Task >>
Rewrite the rows below with "marker" replaced by "pin", leaving everything else unchanged.

Input material >>
— Start —

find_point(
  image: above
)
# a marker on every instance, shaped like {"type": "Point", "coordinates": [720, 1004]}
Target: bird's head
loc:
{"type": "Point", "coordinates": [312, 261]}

— End —

Result of this task >>
find_point(
  image: above
)
# a pin on every instance, shaped like {"type": "Point", "coordinates": [720, 1004]}
Target: bird's head
loc:
{"type": "Point", "coordinates": [312, 261]}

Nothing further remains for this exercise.